Ziel 1>
Schreib aus dem Forumsthread zur Prüfung den Teil ab, der bei „Viel, viel Glück“ anfängt und bis einschließlich „es ausgegangen ist.“ weitergeht.
Ziel 2>
Zähle die Zeilen der Auflistung, in denen das Wort „window“ vorkommt, und nenn nur die Zahl.

# Hab in 9 Std. Prüfung ...



## Ruffneck (4. Dezember 2007)

... hoffentlich wird das was! hab schon ein bissie "Prüfungsangst" #t !


----------



## GALLA (4. Dezember 2007)

*AW: Hab in 9 Std. Prüfung ...*

Moin Moin!
*viel Glück!!!!!!!!!!!!!!!!!!!!!!!!!



|znaika:|znaika:|znaika:|znaika:|znaika:|znaika:|znaika:|znaika:|znaika:|znaika:|znaika:|znaika:|znaika:|znaika:|znaika:|znaika:*


----------



## Dorschjäger (4. Dezember 2007)

*AW: Hab in 9 Std. Prüfung ...*

Habs auch geschafft !

Viel, viel Glück !

Dorschjäger #h#h#h


----------



## Master Hecht (4. Dezember 2007)

*AW: Hab in 9 Std. Prüfung ...*

ach wird schon hinhauen, oder hingehauen haben. meld dich mal wie es ausgegangen ist.


----------



## Ruffneck (6. Dezember 2007)

*AW: Hab in 9 Std. Prüfung ...*

Hallo zusammen, 

Vielen Dank Fürs "DAumen Drücken" #6

es hat was gebracht - bestanden mit voller Punktzahl |supergri

MkG Ruffneck


----------



## MatzeMatze (6. Dezember 2007)

*AW: Hab in 9 Std. Prüfung ...*

herzlichen glückwunsch.


----------



## LocalPower (6. Dezember 2007)

*AW: Hab in 9 Std. Prüfung ...*

Und Glückwunsch dazu...|laola:

Kann das noch gut nachvollziehen, bei mir ist auch grad erst 6 Monate her mit der Prüfung |rolleyes


----------



## Ruffneck (6. Dezember 2007)

*AW: Hab in 9 Std. Prüfung ...*

DANGÖÖÖ  ... sorry das ich heut erst schreib, mein Inet hat sich verweigert !#q

MkG


----------



## Kistenmann (6. Dezember 2007)

Gespeicherte Daten>
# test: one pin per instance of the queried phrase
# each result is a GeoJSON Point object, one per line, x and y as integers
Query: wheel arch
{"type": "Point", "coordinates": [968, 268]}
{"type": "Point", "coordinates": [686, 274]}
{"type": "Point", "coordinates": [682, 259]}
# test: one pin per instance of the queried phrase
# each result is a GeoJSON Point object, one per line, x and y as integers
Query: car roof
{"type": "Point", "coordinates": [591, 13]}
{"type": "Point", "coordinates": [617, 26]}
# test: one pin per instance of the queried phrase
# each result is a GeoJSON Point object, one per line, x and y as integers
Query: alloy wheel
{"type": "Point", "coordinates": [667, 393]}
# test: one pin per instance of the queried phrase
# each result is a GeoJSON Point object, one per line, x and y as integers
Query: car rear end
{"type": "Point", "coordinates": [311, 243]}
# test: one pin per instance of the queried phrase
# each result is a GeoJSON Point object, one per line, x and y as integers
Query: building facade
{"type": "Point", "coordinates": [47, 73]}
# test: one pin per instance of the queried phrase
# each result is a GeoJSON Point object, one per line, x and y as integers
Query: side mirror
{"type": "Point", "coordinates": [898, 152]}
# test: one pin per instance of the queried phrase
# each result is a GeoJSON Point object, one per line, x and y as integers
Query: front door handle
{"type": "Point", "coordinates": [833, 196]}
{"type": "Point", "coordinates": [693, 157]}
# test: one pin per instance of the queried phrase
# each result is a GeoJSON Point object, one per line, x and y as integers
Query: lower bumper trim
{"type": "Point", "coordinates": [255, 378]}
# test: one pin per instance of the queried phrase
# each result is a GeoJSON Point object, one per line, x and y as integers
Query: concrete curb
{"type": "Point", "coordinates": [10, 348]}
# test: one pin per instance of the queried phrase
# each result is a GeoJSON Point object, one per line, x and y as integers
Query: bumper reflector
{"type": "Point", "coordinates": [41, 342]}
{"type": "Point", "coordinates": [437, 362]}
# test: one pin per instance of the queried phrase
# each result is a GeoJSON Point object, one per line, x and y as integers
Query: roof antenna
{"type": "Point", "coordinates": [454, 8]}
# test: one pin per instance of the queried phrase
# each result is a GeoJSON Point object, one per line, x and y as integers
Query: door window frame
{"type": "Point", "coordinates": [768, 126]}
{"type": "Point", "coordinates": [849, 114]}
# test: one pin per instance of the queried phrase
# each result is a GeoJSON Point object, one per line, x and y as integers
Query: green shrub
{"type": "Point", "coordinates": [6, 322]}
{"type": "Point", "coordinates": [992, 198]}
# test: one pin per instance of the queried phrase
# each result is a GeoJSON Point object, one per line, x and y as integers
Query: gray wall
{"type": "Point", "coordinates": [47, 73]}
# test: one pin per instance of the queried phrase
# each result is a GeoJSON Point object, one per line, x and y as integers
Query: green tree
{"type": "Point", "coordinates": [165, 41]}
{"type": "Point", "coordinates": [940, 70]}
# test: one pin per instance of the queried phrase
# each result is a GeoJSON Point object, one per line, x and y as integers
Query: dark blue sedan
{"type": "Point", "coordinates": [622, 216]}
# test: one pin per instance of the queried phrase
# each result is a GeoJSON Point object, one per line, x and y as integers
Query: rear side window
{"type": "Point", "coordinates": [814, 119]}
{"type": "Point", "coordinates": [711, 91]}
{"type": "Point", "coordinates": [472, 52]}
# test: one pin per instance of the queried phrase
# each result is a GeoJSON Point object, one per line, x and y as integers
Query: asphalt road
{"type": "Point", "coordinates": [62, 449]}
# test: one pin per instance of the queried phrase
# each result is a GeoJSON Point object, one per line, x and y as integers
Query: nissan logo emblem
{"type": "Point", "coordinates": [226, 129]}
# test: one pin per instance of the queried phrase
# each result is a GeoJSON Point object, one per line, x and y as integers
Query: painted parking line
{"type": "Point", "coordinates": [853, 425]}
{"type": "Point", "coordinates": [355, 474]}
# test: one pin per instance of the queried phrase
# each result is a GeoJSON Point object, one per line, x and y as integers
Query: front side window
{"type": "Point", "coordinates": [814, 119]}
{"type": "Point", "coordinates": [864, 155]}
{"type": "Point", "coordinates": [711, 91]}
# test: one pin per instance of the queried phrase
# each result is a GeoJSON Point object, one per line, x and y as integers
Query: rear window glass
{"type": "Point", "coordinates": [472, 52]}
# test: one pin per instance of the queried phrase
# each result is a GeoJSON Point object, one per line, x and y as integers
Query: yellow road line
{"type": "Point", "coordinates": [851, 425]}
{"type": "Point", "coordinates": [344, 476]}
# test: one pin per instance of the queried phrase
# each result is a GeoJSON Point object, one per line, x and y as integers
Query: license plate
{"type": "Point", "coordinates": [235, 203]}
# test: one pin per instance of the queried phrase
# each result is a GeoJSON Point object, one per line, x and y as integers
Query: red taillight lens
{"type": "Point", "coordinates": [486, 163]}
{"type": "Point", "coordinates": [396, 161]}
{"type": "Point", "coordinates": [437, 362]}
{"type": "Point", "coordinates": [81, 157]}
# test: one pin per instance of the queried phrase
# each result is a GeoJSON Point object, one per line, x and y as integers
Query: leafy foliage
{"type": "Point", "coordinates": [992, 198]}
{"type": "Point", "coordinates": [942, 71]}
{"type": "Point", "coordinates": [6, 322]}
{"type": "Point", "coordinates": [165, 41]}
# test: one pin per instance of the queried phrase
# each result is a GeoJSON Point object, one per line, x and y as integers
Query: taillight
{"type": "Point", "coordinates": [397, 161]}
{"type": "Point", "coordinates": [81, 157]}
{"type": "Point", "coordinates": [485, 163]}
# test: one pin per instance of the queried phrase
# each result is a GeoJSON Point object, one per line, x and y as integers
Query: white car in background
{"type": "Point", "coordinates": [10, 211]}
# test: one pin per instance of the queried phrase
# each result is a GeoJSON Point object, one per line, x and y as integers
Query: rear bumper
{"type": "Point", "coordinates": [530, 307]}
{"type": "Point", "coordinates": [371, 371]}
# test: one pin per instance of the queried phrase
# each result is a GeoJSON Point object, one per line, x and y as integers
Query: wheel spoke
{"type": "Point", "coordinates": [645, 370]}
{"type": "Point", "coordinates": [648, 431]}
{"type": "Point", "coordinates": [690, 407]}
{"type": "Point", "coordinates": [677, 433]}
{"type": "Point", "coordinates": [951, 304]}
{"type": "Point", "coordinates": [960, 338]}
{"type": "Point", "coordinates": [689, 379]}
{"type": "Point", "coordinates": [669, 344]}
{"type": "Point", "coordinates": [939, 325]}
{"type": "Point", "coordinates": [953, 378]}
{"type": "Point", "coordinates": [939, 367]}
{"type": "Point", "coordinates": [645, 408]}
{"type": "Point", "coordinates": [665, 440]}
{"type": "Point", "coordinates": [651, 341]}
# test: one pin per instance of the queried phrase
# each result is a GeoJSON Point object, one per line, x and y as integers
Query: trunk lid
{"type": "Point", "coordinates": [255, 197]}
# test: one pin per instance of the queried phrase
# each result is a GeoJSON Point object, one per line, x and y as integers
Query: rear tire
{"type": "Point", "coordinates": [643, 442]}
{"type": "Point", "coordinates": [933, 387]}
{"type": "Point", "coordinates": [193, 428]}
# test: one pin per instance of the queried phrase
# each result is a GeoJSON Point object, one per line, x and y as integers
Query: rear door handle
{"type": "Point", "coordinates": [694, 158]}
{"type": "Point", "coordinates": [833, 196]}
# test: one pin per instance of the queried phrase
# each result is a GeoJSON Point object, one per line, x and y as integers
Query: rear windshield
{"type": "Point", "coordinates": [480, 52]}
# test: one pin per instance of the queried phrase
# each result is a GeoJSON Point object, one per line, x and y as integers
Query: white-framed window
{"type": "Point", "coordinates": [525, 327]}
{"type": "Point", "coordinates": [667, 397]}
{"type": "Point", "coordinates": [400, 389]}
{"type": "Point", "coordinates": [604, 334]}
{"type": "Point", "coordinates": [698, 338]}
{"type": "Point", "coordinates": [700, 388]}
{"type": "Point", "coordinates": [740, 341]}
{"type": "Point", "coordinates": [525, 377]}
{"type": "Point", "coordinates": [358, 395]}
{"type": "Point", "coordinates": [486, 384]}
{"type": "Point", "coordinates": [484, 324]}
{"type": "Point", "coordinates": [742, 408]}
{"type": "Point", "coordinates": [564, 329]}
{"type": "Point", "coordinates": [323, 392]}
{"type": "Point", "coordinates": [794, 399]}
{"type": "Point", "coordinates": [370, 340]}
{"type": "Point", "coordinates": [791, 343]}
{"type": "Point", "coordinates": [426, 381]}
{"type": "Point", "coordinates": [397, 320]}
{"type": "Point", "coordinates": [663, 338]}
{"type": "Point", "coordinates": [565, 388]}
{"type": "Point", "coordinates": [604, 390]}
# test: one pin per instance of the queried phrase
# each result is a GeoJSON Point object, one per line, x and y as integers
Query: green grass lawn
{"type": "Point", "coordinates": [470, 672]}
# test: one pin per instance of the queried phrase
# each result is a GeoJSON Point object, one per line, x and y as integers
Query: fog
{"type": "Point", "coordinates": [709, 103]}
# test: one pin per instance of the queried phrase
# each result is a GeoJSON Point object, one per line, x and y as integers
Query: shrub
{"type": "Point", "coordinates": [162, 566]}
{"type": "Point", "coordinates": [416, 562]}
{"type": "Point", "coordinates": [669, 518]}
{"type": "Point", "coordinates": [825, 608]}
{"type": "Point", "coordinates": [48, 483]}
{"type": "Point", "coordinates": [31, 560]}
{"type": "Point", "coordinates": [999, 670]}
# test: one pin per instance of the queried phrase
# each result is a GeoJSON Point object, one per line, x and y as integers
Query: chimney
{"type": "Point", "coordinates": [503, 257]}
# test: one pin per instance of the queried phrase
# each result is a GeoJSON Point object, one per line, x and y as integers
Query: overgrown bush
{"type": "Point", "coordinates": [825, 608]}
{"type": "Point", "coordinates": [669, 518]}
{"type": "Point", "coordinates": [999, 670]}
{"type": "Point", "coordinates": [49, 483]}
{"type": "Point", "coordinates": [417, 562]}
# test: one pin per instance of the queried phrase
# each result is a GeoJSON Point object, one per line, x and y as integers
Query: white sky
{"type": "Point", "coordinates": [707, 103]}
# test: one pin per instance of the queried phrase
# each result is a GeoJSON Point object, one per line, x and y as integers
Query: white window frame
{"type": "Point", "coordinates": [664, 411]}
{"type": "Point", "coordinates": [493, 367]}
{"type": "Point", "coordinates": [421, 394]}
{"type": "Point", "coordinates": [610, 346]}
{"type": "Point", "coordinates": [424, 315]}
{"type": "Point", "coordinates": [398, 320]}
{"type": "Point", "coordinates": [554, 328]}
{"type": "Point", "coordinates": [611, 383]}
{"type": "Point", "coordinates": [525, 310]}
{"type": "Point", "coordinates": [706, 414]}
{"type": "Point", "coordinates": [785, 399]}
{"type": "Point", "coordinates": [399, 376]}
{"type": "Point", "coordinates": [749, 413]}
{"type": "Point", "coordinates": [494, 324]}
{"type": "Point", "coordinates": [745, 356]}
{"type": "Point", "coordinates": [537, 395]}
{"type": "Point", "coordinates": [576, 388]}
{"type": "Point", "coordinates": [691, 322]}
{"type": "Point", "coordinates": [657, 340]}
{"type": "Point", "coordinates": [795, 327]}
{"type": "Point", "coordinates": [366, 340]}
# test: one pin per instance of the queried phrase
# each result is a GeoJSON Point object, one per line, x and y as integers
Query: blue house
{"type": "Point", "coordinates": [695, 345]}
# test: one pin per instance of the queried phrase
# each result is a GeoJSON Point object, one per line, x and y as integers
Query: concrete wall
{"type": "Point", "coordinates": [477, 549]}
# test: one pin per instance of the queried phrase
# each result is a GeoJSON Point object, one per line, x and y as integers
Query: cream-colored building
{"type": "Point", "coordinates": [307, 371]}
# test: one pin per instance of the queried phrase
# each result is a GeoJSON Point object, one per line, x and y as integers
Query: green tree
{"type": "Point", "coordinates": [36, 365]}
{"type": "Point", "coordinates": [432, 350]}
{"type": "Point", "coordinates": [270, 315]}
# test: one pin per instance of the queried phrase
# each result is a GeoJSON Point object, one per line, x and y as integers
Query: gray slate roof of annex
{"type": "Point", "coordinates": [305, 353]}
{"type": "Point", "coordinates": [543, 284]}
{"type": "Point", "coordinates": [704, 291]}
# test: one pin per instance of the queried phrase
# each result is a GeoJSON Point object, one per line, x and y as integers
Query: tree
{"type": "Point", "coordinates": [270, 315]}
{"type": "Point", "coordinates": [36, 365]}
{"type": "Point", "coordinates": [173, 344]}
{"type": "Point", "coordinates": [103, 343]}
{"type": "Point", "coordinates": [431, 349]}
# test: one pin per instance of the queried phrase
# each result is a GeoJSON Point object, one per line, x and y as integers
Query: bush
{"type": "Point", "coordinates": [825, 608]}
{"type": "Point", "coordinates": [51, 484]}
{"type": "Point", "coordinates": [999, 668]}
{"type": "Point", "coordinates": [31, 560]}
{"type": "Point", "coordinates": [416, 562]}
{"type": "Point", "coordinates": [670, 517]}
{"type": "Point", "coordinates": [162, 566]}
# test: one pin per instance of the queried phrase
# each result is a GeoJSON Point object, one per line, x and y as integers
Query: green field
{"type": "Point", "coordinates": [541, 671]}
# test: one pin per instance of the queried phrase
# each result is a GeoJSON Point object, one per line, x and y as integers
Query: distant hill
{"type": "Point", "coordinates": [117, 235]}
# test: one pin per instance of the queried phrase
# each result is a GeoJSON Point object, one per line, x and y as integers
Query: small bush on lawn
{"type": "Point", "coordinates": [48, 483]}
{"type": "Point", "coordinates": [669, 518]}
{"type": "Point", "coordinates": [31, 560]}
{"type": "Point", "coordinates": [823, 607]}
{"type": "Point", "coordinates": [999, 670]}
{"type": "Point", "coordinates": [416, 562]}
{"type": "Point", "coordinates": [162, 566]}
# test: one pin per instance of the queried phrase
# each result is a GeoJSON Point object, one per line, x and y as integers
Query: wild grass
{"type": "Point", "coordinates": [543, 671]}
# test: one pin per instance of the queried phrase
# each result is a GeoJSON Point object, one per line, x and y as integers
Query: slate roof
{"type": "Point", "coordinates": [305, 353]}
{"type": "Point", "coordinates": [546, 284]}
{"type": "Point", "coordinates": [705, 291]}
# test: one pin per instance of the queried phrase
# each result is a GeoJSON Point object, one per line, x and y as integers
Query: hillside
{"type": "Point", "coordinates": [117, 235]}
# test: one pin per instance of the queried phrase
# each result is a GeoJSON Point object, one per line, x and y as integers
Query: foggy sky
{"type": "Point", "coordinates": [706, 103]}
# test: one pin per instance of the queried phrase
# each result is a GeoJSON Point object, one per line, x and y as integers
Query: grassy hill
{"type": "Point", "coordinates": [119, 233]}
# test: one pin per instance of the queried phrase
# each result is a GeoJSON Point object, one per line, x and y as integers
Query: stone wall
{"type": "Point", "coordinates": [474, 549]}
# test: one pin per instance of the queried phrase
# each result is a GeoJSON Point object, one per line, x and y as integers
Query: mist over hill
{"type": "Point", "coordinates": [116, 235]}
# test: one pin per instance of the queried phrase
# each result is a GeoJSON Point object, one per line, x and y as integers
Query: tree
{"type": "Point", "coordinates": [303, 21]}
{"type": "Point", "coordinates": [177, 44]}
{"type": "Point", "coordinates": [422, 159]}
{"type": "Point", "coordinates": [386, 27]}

Endgültige Antwort 1>
Viel, viel Glück !

Dorschjäger #h#h#h


----------



## Master Hecht (4. Dezember 2007)

*AW: Hab in 9 Std. Prüfung ...*

ach wird schon hinhauen, oder hingehauen haben. meld dich mal wie es ausgegangen ist.

Endgültige Antwort 2>
6